(Beginning of Data)

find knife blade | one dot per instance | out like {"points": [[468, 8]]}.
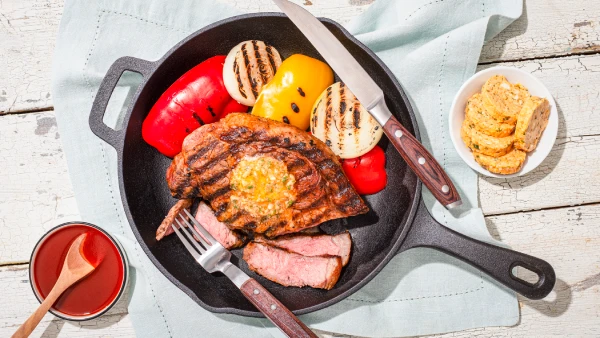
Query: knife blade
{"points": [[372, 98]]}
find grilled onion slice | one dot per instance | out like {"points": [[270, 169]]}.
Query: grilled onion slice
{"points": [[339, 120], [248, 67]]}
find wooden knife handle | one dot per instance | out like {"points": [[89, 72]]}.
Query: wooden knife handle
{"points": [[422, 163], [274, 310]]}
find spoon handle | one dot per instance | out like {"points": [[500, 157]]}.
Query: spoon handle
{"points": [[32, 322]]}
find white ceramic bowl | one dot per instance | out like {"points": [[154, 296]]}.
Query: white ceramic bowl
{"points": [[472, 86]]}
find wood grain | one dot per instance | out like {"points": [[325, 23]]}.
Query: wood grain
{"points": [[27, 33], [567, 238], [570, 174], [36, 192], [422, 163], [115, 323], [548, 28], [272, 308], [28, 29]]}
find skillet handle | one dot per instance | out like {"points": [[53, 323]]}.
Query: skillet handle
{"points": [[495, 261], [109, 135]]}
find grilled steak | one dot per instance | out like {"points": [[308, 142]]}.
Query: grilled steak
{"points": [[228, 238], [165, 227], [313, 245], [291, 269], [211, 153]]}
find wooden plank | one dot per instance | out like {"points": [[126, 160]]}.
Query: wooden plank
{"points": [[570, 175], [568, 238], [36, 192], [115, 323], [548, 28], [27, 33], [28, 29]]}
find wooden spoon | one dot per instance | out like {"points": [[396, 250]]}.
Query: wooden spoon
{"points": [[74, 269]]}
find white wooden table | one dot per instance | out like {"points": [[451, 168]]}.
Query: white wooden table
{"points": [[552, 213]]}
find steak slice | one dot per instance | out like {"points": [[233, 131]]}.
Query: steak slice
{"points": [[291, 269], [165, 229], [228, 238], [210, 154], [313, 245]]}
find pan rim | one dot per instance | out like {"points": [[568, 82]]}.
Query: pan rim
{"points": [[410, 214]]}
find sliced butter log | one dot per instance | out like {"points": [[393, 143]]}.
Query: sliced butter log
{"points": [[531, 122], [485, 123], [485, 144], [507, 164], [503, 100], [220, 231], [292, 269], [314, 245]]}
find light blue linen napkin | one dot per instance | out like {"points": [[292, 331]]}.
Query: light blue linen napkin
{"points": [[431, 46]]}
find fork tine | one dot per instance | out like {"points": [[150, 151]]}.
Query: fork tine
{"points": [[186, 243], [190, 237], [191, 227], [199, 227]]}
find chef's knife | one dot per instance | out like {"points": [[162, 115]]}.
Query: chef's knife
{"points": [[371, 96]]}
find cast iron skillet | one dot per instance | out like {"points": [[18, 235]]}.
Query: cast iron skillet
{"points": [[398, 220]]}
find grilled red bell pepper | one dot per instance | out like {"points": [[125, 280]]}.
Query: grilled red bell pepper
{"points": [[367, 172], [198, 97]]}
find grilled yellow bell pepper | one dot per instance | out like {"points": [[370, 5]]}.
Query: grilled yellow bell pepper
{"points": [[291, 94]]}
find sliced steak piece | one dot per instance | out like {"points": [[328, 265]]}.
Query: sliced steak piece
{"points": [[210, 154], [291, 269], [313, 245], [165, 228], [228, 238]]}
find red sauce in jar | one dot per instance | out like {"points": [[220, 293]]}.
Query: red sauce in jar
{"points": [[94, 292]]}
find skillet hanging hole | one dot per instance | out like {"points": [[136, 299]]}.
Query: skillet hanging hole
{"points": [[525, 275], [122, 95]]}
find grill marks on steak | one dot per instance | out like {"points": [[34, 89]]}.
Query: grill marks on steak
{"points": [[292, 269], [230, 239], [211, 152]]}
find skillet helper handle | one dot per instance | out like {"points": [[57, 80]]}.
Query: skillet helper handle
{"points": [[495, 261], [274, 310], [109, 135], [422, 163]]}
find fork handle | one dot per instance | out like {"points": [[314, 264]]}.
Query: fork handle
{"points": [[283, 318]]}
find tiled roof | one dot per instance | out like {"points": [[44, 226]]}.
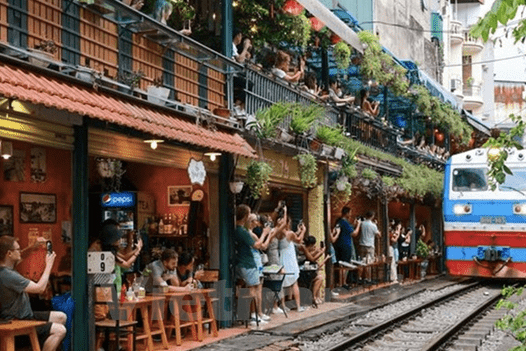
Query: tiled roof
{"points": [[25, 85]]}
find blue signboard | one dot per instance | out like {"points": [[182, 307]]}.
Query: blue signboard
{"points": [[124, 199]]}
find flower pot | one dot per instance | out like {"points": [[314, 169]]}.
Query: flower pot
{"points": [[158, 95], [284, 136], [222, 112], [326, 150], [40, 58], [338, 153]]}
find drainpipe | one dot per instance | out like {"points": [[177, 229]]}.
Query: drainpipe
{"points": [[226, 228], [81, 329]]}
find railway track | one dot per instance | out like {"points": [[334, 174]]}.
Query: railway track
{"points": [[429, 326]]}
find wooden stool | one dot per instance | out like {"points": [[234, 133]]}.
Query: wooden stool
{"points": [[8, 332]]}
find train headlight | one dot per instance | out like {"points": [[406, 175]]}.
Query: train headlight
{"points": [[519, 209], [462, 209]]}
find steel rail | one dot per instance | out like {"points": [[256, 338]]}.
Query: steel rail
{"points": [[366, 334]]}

(End of Data)

What the task asks
Only the lines from the one that holds "find steel rail" through the end of the records should appear in the answer, each restated exactly.

Exercise answer
find steel rail | one dot per instance | out like {"points": [[256, 338]]}.
Query: steel rail
{"points": [[366, 334]]}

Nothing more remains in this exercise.